== Selected excerpt ==
Networks of molecules in our body behave as though they have goals and desires. Understanding this phenomenon could solve the origins of life and mind in one fell swoop
Tom Gauld
We all struggle with self-control sometimes. We tell ourselves only one more piece of chocolate, one more glass of wine, one more episode of a binge-worthy series before bed, but then carry on regardless. But who, or what, even is this “self” engaging in this push and pull, before giving in to temptation? The cells in our gut somehow collaborate with those in our brain and hands to reach for the chocolate bar, the wine bottle or the “next episode” button. And, with ever-increasing complexity, at some point a line is crossed, and the whole becomes more than the sum of its parts. That is to say, a self – the entity which acts in the world in ways that serve your goals and desires – emerges.

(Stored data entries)
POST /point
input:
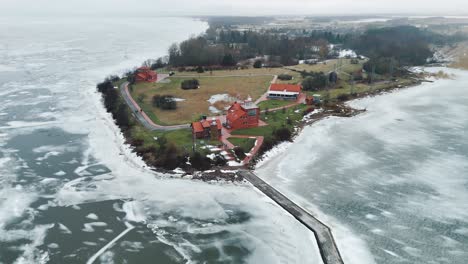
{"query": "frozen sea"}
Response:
(68, 184)
(392, 183)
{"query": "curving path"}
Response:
(141, 115)
(326, 243)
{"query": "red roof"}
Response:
(235, 112)
(280, 87)
(197, 127)
(201, 125)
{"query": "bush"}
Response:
(282, 134)
(314, 81)
(165, 102)
(158, 64)
(200, 162)
(285, 77)
(258, 64)
(190, 84)
(240, 153)
(343, 97)
(141, 98)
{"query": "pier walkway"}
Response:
(326, 242)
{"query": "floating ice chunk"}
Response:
(60, 173)
(134, 211)
(64, 229)
(92, 216)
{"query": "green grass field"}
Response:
(195, 102)
(245, 143)
(270, 104)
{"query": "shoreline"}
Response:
(231, 174)
(340, 109)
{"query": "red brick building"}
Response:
(242, 115)
(207, 129)
(145, 74)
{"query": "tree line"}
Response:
(228, 47)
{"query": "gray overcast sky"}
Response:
(235, 7)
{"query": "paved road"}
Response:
(326, 242)
(141, 115)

== What this exercise asks ==
1 > Summarize the passage about the self in two sentences.
2 > According to the passage about the self, the cells in which parts of the body collaborate to reach for the chocolate bar?
3 > Please pick up the passage about the self where it stops and write its next few sentences.
The rows were drawn from a separate source.

== Answers given ==
1 > Networks of molecules in the body behave as though they have goals and desires, and understanding this could solve the origins of life and mind in one fell swoop. Cells in the gut, brain and hands somehow collaborate to reach for something tempting, and as complexity increases, a self emerges that acts in the world to serve your goals and desires.

2 > The gut, the brain and the hands.

3 >
What if, though, “selves” are present in those very cells, ahead of the point at which they merge to form a greater whole? It might sound outlandish, but biological simulations are indicating that those minuscule units of life, which we usually think about as passive machines – cogs blindly governed by the laws of physics – have their own goals and display agency. Surprisingly, even simple networks of biomolecules appear to display some degree of a self, a revelation that could lead to novel ways of treating health conditions with far fewer side effects.
What’s more, some biologists say this new grasp of selfhood can reveal what is special about life and how it began in the first place. “The origins of agency coincide with the origins of life,” says cognitive scientist Tom Froese at the Okinawa Institute of Science and Technology in Japan.
Intelligent agents
Selves are more technically defined by biologists and neuroscientists as “agents” that have goals and act in ways that achieve those goals. Agents aren’t simply pushed around by their environment, but alter themselves and their environment in purposeful ways. In other words, they have causal power over themselves and their environment.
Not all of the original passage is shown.